» TEXT SECTION:
+ + + + + + +

Archive for March, 2011

An Alternative to Traditional Community College

March 31, 2011

Are you about to graduate high school or do you have a child who is close to graduating?  If so, you may want to consider the following option.  College is an important step to take; therefore, you want to make the right decision in choosing a school.  Community college, while affordable and convenient, might not always be someone’s top choice.  Luckily, there are alternatives, such as online universities.  There are pros and cons to choosing this type of schooling.

If you or your child is graduating high school but traditional community college offerings fall short of your expectations, attending an online university may work for you. Higher education is just a click away.Pros

  • Learning at your own pace. With online college, you can either finish a course quickly or slow down and really analyze your courses.  Having this option can be very beneficial.
  • Fits any lifestyle. Whether you are busy or have a lot of time on your hands online college can work both ways.  If you have multiple jobs and responsibilities (e.g. family life), online college is great because there is no time requirement as long as you get your courses done, and you stay on track.
  • Attend class anywhere. If you decide to go on a trip with some friends or visit family in another state, your classes basically go with you!  As long as you have access to a computer and an Internet connection, you’re set.

+ + + + + + +

» CHECK YOUR UNDERSTANDING:
(a) Answer these from the post on online universities:
(i) What date is the post?
(ii) Which two good points does the post grant community college?
(iii) What do you need to attend class anywhere?
(b) Rename "online universities" as "virtual schools" in a passage of the post on online universities, and give the passage again. Begin at the words "An Alternative to" and stop after "type of schooling.".
(c) List every pro that the post on online universities names as a heading.
Nothing in the listing matters for any of this.

» DATA LISTING:
+ + + + + + +

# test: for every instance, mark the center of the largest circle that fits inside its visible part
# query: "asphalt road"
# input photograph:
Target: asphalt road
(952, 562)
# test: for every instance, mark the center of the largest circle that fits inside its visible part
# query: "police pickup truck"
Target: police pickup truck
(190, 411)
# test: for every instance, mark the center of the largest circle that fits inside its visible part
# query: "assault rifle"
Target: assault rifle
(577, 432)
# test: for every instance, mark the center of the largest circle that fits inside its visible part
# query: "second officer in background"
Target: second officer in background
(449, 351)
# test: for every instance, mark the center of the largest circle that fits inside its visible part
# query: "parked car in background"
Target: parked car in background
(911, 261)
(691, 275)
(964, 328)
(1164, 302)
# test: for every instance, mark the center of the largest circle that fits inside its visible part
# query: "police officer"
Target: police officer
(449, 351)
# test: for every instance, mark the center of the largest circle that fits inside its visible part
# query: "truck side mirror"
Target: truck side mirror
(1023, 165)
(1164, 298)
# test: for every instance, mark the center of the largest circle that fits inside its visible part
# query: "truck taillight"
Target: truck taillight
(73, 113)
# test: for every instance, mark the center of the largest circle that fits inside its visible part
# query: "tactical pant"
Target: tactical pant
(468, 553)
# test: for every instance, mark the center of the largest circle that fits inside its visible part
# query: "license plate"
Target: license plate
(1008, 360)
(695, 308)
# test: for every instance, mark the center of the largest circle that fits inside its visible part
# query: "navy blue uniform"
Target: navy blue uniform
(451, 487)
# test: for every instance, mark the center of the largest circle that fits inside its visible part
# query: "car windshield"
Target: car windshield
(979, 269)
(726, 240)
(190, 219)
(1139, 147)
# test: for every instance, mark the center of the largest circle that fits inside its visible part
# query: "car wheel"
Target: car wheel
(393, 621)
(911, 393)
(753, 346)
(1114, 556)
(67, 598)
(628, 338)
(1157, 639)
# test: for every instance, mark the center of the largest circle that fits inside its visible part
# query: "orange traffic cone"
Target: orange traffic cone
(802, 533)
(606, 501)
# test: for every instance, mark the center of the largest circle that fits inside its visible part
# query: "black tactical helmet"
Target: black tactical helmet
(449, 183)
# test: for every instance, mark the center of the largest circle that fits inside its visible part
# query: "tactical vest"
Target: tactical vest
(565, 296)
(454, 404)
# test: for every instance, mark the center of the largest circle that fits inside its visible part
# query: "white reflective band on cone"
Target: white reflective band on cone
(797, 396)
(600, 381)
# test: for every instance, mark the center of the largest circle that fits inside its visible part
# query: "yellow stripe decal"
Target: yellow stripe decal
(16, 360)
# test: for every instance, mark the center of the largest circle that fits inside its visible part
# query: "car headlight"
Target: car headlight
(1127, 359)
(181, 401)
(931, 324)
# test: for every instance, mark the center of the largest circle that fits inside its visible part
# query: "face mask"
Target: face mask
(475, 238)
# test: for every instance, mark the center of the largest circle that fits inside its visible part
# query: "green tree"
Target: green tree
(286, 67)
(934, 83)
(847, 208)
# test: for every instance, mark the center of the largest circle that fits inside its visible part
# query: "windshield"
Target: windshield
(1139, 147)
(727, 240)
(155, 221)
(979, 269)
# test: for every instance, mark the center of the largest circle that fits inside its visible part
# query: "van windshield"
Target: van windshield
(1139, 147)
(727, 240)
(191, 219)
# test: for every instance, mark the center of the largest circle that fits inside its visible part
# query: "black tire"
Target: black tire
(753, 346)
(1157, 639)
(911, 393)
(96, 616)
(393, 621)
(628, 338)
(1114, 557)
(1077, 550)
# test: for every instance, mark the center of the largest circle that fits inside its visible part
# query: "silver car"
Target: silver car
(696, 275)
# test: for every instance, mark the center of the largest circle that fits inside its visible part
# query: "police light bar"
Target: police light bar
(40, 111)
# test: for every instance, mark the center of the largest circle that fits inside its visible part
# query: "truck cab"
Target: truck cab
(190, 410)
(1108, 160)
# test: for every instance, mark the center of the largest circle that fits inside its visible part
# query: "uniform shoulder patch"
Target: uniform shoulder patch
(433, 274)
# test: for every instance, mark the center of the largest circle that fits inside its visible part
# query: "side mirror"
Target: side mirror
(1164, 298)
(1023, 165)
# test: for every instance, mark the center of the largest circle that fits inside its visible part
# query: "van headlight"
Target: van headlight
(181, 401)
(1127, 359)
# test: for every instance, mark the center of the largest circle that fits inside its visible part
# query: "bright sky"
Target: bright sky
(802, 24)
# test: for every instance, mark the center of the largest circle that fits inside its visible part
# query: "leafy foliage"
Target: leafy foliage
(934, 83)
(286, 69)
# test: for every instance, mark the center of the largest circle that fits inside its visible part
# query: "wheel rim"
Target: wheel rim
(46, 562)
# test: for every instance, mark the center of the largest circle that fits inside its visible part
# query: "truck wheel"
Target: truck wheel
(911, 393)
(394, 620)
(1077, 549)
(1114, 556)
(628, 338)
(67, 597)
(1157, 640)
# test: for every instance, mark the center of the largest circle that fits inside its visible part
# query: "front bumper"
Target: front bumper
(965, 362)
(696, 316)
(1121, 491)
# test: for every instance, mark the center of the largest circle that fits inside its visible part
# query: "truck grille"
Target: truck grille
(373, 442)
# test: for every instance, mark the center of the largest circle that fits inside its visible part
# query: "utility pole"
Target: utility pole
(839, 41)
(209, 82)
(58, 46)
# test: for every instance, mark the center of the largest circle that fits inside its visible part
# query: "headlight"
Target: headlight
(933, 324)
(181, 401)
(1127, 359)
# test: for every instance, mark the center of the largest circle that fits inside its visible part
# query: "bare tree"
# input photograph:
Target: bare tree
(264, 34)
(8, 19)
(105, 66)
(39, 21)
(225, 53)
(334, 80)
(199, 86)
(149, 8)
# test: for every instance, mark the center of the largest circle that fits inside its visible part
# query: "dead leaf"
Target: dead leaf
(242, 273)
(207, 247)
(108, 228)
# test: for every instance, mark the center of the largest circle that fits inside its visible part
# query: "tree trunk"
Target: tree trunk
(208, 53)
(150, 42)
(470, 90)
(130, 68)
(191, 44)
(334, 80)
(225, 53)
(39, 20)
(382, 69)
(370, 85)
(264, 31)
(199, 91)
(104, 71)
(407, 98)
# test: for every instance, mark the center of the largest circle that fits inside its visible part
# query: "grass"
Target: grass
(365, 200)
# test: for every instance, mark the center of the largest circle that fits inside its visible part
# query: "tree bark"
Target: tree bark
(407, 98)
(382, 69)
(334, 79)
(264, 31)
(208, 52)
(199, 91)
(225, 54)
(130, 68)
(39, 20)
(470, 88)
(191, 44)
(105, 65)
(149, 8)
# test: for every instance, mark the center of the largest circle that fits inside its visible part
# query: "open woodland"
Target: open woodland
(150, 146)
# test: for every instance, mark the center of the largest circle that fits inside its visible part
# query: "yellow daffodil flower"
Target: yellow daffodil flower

+ + + + + + +

» EXERCISE SOLUTIONS:
(a)
(i) March 31, 2011
(ii) It is affordable and convenient.
(iii) Access to a computer and an Internet connection.

(b)
An Alternative to Traditional Community College

March 31, 2011

Are you about to graduate high school or do you have a child who is close to graduating?  If so, you may want to consider the following option.  College is an important step to take; therefore, you want to make the right decision in choosing a school.  Community college, while affordable and convenient, might not always be someone’s top choice.  Luckily, there are alternatives, such as virtual schools.  There are pros and cons to choosing this type of schooling.

(c)
Learning at your own pace
Fits any lifestyle
Attend class anywhere